**Task objective:**
Within the material below, transcribe exactly the lines from the one holding "Query: flower arrangement on tomb" through the one holding "Query: eyebrow", keeping both ends and skipping the rest.

**Excerpted records:**
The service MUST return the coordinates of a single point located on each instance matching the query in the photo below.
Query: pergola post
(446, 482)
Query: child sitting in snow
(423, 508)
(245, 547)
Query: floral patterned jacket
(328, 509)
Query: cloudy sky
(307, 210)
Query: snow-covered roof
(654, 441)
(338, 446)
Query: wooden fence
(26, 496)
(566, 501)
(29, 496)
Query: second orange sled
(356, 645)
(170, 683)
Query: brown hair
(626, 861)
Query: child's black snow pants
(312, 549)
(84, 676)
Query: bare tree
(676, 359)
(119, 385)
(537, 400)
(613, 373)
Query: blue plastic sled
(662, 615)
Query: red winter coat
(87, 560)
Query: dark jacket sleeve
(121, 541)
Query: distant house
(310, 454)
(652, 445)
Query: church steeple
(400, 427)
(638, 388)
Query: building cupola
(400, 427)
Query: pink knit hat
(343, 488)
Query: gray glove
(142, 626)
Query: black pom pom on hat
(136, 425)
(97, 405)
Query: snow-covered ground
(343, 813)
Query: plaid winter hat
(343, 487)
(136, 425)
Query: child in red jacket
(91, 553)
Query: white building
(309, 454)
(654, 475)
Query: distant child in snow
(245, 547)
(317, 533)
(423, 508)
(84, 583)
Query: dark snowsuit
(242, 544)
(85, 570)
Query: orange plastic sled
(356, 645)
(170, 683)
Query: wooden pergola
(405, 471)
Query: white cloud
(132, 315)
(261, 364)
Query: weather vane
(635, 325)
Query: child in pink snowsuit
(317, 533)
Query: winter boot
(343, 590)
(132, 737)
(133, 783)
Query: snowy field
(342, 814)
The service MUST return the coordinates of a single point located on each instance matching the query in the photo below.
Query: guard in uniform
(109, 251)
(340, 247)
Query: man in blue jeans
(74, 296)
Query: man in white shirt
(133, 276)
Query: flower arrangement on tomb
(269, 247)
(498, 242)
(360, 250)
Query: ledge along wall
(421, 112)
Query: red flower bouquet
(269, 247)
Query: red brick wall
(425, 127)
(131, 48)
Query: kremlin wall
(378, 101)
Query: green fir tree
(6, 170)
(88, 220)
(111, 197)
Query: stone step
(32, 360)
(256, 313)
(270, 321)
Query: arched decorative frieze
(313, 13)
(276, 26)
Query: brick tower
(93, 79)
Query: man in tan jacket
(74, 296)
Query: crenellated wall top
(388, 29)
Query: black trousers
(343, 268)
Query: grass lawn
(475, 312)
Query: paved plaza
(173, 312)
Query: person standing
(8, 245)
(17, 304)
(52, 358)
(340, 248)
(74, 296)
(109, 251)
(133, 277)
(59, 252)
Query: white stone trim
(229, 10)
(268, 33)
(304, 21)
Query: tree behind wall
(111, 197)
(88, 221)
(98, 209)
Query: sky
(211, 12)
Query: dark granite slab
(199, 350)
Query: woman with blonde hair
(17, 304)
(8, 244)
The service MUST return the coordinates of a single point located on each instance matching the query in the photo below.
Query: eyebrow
--
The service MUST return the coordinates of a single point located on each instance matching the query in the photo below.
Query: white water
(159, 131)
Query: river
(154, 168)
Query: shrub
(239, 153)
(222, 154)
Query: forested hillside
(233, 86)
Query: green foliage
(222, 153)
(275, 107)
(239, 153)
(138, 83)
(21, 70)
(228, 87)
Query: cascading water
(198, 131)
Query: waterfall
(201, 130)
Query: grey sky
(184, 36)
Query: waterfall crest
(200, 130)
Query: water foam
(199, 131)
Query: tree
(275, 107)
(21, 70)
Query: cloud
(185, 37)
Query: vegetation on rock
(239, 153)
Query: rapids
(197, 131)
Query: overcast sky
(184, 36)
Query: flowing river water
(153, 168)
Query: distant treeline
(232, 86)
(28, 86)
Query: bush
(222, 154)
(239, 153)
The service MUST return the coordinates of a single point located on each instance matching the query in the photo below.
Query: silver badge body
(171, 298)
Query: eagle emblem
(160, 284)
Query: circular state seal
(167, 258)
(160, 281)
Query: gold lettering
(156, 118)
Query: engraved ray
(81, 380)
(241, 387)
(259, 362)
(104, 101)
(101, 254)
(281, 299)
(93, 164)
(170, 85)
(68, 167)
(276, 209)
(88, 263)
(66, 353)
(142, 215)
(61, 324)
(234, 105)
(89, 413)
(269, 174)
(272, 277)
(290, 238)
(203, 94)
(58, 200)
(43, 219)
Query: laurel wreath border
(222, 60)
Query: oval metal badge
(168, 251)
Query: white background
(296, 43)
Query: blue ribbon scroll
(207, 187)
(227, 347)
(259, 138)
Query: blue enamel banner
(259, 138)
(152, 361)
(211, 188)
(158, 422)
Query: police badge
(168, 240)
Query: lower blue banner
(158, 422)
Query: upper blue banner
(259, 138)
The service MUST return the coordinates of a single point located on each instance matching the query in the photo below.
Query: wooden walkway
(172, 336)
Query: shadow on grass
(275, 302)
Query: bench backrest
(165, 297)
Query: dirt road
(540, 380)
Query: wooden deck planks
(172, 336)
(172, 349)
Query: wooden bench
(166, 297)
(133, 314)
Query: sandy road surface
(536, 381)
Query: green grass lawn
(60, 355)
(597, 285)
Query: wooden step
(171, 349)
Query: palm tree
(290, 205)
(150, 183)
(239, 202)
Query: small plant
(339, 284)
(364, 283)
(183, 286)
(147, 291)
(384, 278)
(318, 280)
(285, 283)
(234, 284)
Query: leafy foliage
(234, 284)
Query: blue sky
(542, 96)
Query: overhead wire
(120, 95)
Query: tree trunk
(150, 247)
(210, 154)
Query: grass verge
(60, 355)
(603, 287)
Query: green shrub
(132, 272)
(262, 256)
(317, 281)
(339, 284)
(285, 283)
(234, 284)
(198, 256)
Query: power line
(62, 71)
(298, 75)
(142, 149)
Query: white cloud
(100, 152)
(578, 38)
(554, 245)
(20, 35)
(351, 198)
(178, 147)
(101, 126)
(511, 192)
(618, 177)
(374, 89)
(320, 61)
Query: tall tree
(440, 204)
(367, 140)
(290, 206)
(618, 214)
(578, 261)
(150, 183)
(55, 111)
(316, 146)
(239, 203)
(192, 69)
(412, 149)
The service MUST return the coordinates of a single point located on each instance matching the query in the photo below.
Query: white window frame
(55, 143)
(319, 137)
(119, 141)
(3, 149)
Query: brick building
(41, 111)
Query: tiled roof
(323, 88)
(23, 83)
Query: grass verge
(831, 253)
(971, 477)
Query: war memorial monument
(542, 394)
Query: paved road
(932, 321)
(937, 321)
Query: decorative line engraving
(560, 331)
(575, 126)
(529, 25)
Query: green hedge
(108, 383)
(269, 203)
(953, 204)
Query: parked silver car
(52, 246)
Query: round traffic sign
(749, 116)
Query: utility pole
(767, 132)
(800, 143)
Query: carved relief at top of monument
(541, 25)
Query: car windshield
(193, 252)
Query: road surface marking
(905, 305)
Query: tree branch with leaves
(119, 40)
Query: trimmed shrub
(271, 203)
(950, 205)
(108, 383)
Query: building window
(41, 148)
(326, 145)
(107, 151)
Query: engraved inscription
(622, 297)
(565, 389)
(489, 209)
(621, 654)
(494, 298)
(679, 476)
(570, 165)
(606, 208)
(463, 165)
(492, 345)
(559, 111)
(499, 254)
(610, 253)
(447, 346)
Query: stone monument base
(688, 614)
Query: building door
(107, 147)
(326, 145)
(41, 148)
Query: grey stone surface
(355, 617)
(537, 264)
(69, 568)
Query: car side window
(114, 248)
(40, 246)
...
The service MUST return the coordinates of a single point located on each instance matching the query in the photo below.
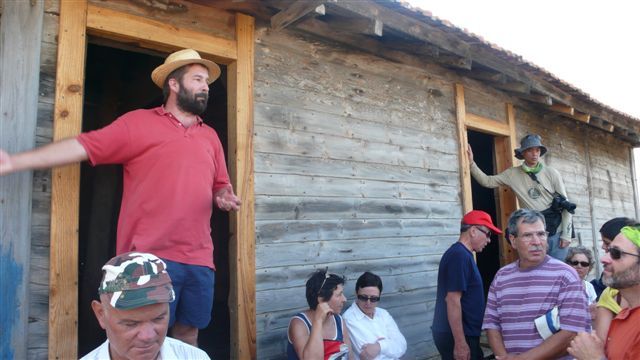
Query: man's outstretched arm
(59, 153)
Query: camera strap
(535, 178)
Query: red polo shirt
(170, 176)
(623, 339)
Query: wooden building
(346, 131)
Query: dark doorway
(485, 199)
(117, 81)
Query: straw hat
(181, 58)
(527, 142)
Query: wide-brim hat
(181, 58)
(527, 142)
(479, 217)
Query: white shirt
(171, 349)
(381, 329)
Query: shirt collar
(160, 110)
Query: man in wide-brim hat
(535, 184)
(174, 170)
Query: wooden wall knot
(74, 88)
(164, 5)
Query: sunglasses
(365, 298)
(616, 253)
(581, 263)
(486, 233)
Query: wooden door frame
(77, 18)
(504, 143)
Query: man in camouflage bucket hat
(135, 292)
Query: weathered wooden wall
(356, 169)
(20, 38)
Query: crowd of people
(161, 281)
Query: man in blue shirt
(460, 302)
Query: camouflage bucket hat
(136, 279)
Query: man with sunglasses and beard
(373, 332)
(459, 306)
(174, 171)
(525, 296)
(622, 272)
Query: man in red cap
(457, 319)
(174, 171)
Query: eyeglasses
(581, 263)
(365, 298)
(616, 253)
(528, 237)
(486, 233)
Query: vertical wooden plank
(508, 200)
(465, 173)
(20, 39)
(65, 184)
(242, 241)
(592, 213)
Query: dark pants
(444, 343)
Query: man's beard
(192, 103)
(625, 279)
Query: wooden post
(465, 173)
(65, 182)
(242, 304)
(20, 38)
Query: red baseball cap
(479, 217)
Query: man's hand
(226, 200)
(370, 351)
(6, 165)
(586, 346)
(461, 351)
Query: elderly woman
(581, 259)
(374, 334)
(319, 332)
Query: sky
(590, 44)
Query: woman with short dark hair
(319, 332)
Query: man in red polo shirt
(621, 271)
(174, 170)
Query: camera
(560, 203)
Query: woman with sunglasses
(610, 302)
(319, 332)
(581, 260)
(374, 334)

**Your solution:**
Query: flower arrangement on tomb
(269, 247)
(498, 242)
(360, 250)
Query: ledge along wall
(421, 112)
Query: red flower bouquet
(269, 247)
Query: red brick wall
(425, 127)
(131, 48)
Query: kremlin wall
(378, 101)
Query: green fir tree
(6, 170)
(88, 220)
(111, 197)
Query: stone step
(32, 360)
(256, 313)
(270, 321)
Query: arched decorative frieze
(313, 13)
(276, 26)
Query: brick tower
(93, 79)
Query: man in tan jacket
(74, 296)
Query: crenellated wall top
(388, 29)
Query: black trousers
(343, 268)
Query: grass lawn
(475, 312)
Query: paved plaza
(173, 312)
Query: person standing
(8, 245)
(17, 304)
(52, 358)
(340, 248)
(74, 296)
(109, 251)
(133, 277)
(59, 252)
Query: white stone trim
(229, 10)
(268, 33)
(304, 21)
Query: tree behind wall
(111, 197)
(88, 221)
(98, 209)
Query: sky
(211, 12)
Query: dark granite slab
(199, 350)
Query: woman with blonde hair
(17, 304)
(8, 244)
The service MUST return the coordinates of a single point located on each instance matching the query in the photo below.
Query: eyebrow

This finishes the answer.